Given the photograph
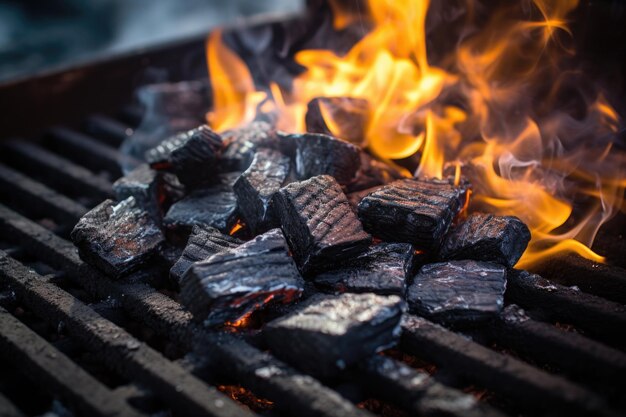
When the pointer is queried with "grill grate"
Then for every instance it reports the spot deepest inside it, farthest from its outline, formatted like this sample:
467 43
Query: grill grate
527 364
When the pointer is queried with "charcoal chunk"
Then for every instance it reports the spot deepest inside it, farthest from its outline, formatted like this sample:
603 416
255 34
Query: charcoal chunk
382 270
203 243
348 117
458 291
117 238
143 184
256 187
322 229
230 285
485 237
214 206
324 155
191 155
412 211
328 334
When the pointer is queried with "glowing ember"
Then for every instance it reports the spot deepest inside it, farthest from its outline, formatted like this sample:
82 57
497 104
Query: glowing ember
506 128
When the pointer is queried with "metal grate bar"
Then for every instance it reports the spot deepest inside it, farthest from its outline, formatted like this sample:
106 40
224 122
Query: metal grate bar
600 318
115 347
530 386
32 193
53 370
54 170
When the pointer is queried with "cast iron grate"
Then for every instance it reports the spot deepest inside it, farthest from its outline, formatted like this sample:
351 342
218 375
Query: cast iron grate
100 347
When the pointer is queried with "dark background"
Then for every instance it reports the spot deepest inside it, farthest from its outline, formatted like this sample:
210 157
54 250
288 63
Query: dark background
42 34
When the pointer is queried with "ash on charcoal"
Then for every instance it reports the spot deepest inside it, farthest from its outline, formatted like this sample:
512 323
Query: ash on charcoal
255 188
203 243
383 269
349 117
143 184
324 155
412 211
328 334
317 219
117 238
191 155
230 285
214 206
485 237
458 291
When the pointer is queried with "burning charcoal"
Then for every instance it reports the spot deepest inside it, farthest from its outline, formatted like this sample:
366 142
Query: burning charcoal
231 285
458 291
412 211
348 117
117 238
203 243
485 237
214 206
143 184
381 270
328 334
319 223
324 155
191 155
257 185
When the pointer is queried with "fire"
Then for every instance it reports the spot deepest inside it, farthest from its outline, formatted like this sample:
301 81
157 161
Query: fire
491 109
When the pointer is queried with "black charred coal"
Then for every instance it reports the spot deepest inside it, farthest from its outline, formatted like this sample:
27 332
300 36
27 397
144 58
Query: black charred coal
349 117
214 206
413 211
458 291
231 285
383 269
267 173
324 155
485 237
117 238
191 155
144 185
203 243
329 333
316 218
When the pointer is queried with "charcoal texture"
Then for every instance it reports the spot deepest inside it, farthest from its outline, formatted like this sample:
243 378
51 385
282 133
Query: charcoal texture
324 155
214 206
191 155
203 243
348 117
458 291
485 237
412 211
117 238
144 185
328 334
256 187
381 270
230 285
322 229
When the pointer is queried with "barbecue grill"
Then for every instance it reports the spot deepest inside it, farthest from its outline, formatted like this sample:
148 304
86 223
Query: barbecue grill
75 342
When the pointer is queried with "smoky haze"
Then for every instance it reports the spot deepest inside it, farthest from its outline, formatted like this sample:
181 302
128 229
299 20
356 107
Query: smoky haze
37 35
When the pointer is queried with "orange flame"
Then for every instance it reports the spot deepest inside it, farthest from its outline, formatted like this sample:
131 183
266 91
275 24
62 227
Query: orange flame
524 159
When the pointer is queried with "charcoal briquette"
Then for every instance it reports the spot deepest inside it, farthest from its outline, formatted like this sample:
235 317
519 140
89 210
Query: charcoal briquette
383 269
485 237
458 291
255 188
412 211
203 243
117 238
231 285
319 223
329 333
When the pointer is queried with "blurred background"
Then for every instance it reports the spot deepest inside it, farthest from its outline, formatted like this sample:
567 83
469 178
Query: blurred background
38 35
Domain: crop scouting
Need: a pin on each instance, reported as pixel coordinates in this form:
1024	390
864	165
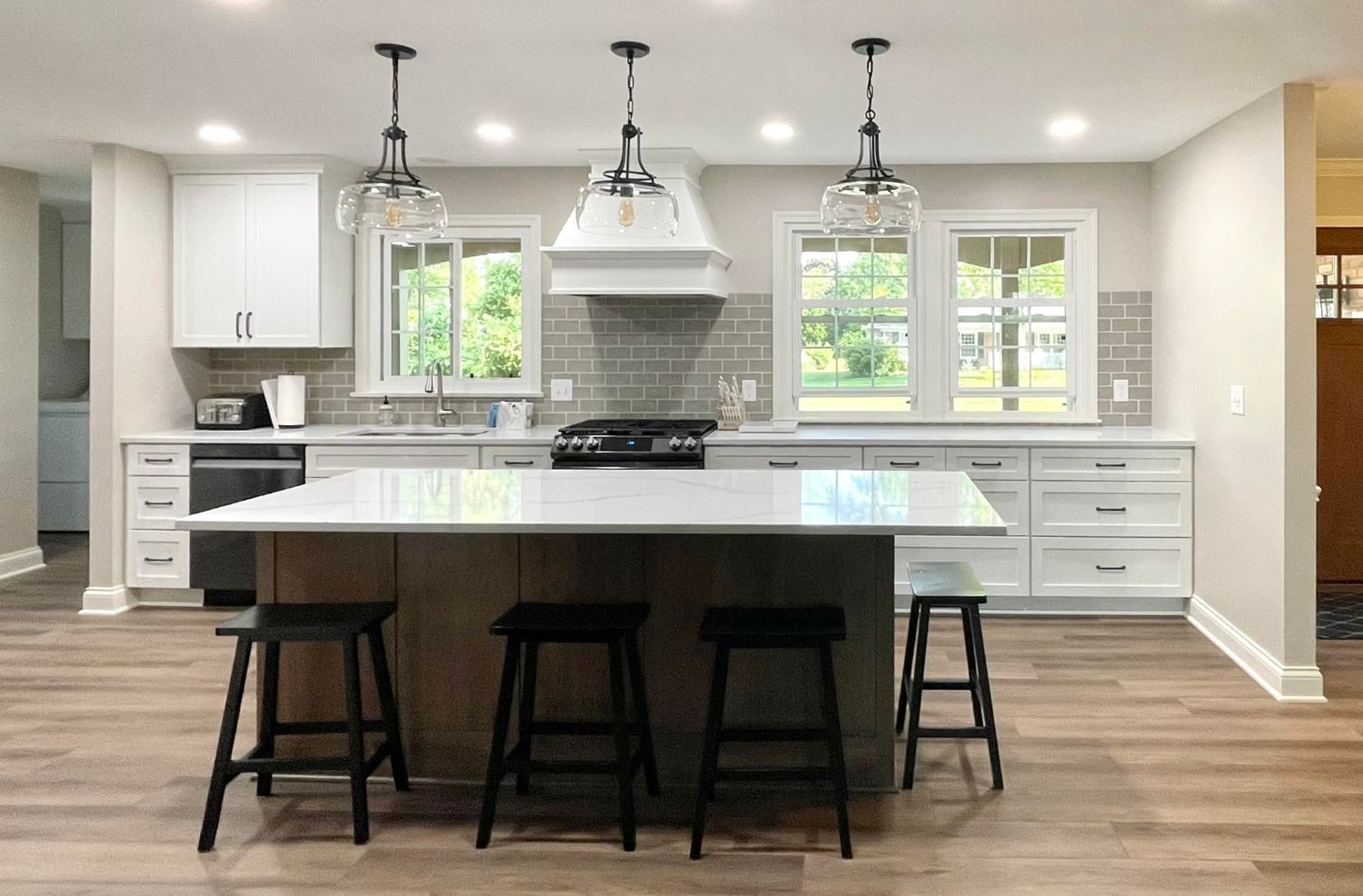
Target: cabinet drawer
515	457
782	459
329	460
154	503
157	560
998	560
1112	509
157	460
989	463
1010	500
1109	568
904	459
1114	464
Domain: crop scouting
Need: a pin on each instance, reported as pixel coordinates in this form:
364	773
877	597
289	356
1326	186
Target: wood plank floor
1139	760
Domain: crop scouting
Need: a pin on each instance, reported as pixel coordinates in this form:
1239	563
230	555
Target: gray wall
63	364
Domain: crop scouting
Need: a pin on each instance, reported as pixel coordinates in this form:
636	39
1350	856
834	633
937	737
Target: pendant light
390	196
870	201
627	199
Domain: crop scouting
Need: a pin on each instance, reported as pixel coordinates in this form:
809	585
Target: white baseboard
21	562
106	602
1288	683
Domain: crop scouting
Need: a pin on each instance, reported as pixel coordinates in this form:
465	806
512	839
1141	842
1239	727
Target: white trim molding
19	562
1288	683
108	601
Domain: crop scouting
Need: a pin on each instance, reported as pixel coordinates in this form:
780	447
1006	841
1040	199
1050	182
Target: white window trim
931	250
368	313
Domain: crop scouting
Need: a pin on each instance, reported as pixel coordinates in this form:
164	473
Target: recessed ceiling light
777	131
493	133
1068	128
218	134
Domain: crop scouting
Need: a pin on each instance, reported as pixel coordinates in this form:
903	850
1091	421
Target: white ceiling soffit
970	81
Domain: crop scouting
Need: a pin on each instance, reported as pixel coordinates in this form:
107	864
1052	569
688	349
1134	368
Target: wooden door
1338	389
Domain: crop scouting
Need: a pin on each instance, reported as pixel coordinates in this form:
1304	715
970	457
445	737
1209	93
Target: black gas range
632	443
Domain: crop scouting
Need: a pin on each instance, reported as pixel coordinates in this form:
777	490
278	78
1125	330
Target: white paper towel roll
291	403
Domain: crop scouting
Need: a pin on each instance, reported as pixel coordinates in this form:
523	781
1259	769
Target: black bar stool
771	628
273	625
949	585
529	625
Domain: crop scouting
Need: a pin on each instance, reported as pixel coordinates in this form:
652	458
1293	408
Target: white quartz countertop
810	433
690	503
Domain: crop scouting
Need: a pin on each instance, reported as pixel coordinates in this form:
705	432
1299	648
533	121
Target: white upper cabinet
253	266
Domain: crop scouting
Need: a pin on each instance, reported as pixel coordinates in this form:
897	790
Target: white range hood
689	264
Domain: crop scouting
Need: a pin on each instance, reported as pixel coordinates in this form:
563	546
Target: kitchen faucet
441	411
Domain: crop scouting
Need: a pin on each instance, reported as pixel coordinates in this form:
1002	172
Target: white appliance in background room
689	264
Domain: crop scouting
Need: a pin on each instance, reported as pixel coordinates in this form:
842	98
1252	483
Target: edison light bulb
872	212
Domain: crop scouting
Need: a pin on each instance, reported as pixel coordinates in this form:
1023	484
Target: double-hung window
981	315
465	303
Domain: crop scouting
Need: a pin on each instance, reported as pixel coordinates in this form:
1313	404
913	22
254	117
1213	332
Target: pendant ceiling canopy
870	201
390	196
627	199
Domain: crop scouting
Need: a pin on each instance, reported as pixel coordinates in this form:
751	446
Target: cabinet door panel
281	232
210	259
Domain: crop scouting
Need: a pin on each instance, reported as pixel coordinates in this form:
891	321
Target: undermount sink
422	431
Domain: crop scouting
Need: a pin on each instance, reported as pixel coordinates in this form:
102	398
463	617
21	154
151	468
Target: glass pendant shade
411	210
390	196
611	209
871	207
627	199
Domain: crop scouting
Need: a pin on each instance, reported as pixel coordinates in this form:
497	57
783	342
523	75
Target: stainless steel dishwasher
223	563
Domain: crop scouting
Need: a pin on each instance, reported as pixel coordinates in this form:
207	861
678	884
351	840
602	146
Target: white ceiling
967	81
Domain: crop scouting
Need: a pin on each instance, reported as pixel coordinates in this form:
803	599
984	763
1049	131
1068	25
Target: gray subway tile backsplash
635	354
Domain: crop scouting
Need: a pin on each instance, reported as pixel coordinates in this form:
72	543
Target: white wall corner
21	562
1287	683
106	602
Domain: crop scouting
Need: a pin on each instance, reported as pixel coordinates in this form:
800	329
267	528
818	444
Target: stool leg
354	732
920	650
711	751
987	700
836	760
226	734
269	713
526	716
496	754
624	768
389	707
972	670
641	713
908	667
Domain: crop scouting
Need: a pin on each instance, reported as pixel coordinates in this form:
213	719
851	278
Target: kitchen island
455	547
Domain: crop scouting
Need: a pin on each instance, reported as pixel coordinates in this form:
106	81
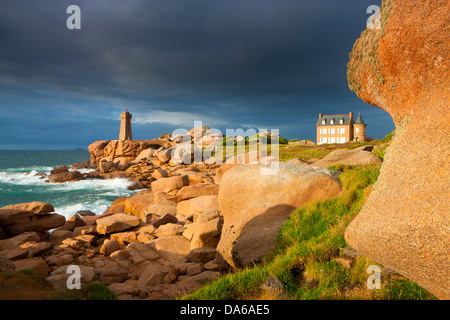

┄┄┄┄┄┄

> _REQUIREMENT_:
Without any pictures, restate word for word only the lines from the one with "Target: glass pendant shade" through the end of the listing.

> _RESPONSE TO THIS EXERCISE_:
Target: glass pendant shade
411	210
390	196
611	209
871	207
627	199
Domain: crop scouting
Need: a pin on each instance, reported as pixel coordinates in this form:
497	57
783	342
523	75
Target: stainless steel dishwasher
223	563
Domain: crop scouting
Need: a pin on each instance, reported as pixel coordinates in this form:
207	861
678	884
351	840
602	146
Target: white ceiling
967	81
Domain: crop scouting
Need: a pin on each instance, reported as pixel coordinates in this form:
803	599
984	763
1049	131
1068	25
Target: gray subway tile backsplash
635	354
Domain: crop scouting
Need: a pin on each instance, reported as pixel coordinates in this form:
72	543
Target: white wall corner
21	562
1287	683
106	602
Domain: crop scouting
Need: a pin on each instance, reported as pixel coordinates in this form:
800	329
267	528
818	444
Target: stool leg
354	732
920	650
711	751
987	700
836	760
226	734
269	713
526	716
496	754
624	768
389	707
972	670
641	713
908	667
Domain: crop scouting
Need: a pin on each instance, reported as pixel coordinates in this form:
213	719
851	278
Target: kitchen island
455	547
Domain: crop scouting
Need: a pin on each instance, reported as pixel coordinates in this form:
106	81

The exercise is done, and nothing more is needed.